Copy the data lines from the line with "Locate every white wall" up to and including the line with "[[926, 128, 1033, 156]]", reproducing each one without change.
* BEGIN DATA TO PROCESS *
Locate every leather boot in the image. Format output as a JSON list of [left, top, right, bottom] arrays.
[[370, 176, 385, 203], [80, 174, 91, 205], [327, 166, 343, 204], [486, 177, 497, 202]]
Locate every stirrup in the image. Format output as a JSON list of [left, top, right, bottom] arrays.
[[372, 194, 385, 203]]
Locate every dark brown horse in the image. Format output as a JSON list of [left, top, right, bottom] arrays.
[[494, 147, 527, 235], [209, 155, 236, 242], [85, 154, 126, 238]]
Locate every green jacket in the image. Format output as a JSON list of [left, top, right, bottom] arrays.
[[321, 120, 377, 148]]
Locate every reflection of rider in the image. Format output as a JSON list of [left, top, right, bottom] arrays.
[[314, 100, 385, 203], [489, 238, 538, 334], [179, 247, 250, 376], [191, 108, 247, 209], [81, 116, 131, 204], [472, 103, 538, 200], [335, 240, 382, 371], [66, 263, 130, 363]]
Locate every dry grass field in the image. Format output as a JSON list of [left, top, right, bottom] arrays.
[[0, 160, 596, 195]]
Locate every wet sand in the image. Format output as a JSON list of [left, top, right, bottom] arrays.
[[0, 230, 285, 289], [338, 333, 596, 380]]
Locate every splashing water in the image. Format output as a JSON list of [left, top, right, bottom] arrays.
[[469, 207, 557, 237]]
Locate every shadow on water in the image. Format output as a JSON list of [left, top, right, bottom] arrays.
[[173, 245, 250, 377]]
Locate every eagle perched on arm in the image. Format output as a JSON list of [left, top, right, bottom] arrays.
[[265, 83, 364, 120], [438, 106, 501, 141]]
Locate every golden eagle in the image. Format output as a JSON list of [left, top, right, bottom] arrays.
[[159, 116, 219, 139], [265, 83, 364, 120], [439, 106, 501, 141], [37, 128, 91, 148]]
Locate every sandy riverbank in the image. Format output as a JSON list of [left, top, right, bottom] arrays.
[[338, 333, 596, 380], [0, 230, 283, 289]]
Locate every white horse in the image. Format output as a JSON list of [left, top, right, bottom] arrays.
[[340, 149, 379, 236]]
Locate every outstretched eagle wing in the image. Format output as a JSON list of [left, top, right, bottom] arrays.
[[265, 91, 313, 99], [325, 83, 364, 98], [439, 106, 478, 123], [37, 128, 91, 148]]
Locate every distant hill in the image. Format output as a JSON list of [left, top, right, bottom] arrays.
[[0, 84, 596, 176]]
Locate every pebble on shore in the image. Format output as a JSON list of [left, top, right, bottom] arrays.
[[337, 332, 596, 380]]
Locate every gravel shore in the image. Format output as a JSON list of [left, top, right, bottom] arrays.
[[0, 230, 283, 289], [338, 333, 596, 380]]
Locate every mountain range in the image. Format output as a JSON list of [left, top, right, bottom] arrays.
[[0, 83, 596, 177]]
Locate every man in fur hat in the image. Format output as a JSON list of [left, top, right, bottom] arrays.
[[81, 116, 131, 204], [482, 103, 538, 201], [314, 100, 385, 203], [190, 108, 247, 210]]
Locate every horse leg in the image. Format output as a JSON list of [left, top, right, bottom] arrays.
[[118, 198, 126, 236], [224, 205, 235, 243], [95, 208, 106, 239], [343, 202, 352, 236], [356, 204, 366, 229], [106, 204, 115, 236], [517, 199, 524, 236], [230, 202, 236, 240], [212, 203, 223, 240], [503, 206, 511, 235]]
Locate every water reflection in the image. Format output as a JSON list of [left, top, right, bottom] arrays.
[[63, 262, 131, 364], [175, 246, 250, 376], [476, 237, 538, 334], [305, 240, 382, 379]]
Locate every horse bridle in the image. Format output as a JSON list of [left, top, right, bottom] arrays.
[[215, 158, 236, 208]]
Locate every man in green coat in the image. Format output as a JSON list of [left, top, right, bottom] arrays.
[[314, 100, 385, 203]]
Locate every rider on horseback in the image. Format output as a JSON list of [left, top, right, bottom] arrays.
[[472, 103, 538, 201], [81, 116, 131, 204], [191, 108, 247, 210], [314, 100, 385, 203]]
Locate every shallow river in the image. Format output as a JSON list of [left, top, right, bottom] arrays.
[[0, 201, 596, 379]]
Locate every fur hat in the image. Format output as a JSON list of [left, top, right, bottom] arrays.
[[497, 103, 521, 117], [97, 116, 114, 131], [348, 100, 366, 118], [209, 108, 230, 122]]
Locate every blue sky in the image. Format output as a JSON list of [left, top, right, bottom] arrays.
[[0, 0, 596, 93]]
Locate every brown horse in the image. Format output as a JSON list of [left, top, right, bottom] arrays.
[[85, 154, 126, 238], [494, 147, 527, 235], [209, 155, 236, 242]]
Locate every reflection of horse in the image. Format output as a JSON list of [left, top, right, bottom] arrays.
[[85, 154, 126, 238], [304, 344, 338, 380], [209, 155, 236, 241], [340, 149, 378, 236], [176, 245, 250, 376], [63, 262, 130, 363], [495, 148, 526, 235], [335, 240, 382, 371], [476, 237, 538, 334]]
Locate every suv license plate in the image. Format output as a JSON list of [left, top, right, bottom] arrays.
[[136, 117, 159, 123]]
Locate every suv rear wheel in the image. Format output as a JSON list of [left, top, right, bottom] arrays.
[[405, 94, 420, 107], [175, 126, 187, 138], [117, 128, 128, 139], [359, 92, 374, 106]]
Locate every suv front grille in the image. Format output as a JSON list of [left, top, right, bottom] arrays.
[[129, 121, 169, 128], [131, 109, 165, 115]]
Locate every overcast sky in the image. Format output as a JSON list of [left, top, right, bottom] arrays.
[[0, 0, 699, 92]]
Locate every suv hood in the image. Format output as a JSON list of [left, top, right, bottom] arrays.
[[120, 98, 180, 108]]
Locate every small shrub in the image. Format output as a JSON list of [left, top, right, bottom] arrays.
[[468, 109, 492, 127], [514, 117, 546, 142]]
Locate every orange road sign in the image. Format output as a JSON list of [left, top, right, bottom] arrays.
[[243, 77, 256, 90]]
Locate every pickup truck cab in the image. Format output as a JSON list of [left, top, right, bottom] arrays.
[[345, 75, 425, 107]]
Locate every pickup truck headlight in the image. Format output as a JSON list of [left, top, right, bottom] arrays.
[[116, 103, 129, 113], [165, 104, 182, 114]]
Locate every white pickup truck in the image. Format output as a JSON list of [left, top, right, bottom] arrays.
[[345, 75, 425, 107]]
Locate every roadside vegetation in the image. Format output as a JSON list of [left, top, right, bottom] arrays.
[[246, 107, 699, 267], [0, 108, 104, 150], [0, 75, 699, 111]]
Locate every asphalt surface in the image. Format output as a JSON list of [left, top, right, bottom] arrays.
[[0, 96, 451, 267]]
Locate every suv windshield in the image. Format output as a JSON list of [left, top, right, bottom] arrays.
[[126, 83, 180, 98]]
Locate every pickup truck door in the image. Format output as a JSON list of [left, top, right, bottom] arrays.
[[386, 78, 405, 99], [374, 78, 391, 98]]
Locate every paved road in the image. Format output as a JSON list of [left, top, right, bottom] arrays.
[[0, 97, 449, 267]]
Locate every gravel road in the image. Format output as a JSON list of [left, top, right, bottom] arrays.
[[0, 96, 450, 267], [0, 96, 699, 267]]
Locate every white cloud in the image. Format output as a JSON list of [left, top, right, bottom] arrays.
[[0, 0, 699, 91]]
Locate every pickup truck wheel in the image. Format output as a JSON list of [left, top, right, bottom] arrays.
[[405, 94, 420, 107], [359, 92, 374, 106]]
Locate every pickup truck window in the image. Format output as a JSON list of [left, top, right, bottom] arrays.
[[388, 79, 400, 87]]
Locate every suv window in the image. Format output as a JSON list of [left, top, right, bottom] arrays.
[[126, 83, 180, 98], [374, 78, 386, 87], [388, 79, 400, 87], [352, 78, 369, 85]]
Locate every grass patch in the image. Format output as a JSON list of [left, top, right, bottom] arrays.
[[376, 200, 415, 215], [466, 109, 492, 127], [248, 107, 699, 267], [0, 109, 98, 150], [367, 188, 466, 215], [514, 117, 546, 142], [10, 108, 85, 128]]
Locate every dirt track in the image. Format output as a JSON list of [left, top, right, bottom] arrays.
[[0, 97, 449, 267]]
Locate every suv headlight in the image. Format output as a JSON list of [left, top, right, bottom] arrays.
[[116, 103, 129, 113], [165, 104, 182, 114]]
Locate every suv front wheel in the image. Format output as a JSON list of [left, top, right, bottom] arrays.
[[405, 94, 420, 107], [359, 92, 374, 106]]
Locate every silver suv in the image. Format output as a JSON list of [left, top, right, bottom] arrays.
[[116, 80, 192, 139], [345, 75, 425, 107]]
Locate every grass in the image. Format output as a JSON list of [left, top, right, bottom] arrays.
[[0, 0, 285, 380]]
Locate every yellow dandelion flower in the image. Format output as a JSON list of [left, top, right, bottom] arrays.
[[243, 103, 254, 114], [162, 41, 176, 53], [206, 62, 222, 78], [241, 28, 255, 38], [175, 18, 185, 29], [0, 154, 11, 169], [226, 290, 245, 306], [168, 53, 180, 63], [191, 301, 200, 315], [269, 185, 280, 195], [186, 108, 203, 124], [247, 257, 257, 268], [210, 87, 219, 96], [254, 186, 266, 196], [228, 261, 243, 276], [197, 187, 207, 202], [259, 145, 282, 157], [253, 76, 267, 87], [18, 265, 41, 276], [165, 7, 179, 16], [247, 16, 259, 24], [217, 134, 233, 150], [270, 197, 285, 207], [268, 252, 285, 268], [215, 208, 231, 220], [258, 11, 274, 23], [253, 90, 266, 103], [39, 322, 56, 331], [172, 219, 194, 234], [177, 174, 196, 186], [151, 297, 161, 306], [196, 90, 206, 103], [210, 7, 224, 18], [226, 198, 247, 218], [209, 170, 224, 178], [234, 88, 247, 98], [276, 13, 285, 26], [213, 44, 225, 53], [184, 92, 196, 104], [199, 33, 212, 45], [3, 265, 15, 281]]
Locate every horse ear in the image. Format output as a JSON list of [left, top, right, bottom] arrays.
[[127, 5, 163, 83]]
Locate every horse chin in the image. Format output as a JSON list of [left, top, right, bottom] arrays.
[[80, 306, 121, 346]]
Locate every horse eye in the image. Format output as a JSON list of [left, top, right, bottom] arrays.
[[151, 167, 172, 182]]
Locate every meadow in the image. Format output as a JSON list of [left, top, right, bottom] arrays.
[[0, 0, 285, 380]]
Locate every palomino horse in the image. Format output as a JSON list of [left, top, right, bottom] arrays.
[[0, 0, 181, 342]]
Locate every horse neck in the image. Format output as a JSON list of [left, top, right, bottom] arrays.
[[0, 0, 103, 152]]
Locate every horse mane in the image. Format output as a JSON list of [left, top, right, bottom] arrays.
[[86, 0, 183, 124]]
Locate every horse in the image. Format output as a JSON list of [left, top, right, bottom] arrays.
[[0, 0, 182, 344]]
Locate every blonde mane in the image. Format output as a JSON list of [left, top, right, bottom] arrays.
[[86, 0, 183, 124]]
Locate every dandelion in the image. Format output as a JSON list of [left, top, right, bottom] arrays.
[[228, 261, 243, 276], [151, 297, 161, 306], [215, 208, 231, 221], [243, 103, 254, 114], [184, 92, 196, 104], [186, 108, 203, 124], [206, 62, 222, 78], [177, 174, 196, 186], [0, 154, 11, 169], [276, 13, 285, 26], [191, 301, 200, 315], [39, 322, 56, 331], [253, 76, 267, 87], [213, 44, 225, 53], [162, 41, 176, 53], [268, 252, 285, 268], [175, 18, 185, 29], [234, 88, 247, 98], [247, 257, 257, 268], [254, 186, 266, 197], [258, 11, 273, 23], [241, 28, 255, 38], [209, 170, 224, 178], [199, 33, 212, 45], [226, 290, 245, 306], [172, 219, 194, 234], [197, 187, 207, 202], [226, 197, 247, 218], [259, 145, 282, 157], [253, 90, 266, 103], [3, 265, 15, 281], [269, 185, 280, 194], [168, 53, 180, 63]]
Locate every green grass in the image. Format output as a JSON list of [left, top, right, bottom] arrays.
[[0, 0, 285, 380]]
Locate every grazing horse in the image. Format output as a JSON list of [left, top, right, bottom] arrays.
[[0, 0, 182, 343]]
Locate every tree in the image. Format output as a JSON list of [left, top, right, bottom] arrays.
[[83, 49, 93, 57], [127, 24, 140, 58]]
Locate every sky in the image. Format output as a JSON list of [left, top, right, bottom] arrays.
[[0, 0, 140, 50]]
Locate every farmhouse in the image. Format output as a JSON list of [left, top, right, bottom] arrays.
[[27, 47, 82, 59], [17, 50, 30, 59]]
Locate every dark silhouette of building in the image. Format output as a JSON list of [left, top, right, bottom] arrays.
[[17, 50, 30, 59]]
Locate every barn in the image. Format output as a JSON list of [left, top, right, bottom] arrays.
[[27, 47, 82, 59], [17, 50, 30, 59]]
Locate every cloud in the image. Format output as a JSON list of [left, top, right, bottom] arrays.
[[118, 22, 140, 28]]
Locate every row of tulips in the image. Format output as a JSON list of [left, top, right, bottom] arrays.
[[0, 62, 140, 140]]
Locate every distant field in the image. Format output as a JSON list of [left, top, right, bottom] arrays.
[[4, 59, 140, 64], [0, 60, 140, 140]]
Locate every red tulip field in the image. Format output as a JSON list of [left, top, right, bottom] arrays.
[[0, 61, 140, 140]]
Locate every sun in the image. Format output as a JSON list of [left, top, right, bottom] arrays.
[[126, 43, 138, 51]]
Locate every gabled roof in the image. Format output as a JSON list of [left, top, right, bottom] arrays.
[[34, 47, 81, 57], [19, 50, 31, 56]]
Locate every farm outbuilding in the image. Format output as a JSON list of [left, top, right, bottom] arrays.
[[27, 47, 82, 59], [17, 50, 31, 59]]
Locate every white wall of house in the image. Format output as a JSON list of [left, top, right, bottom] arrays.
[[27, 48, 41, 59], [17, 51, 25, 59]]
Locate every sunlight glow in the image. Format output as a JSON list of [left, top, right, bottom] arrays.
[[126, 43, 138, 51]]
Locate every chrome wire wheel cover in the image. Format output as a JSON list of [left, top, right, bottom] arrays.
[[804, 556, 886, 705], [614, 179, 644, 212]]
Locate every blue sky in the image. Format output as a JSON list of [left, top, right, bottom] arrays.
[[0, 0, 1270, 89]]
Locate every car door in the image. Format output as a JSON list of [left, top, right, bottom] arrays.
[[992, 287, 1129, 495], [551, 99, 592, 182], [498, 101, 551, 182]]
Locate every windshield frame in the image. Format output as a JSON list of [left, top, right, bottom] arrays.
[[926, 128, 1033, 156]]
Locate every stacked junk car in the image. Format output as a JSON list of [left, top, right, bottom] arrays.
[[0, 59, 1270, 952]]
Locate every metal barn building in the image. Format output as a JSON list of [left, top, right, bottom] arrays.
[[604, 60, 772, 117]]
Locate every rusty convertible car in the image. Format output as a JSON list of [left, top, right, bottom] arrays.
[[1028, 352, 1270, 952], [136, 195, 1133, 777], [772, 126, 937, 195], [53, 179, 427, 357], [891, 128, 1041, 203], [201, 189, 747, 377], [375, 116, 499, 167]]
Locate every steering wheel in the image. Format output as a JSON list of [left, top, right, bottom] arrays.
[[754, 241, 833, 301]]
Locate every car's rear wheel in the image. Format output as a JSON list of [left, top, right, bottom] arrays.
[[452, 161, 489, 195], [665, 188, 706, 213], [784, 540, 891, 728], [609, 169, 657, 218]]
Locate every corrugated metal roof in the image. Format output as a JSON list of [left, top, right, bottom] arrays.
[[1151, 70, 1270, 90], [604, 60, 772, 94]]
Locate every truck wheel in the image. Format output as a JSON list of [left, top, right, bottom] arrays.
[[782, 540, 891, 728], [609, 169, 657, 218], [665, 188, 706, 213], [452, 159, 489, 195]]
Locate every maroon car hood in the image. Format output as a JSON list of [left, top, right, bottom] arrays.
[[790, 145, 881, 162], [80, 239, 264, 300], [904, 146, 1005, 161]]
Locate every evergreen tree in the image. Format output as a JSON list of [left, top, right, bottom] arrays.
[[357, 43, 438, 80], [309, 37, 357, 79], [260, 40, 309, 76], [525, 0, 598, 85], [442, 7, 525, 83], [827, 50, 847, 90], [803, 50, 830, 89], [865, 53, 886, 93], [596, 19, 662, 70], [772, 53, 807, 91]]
* END DATA TO PROCESS *
ANSWER TO THE PROBLEM.
Locate every white wall of house in the image. Format output as a JSON list of [left, top, right, bottom] arrays.
[[27, 48, 41, 59], [17, 51, 25, 59]]
Locate every sunlight glow in the image. Format output as a JSON list of [left, top, right, bottom] arrays.
[[126, 43, 138, 51]]
Locate every chrome wire wheel cover in the image. Format output as a JSON list of [left, top, right, bottom] arrays.
[[804, 556, 886, 705], [614, 179, 644, 212]]
Locate every blue sky in the image. Format output as a JSON list of [left, top, right, bottom] arrays.
[[0, 0, 1270, 89]]
Locate every car door in the image. Format output as a JSON list of [left, top, right, bottom] arrays.
[[992, 287, 1129, 495], [551, 99, 592, 182], [498, 101, 551, 182]]
Locate every windshield frame in the image. Format output as a JSON list of [left, top, right, bottom] arrays.
[[926, 128, 1033, 156]]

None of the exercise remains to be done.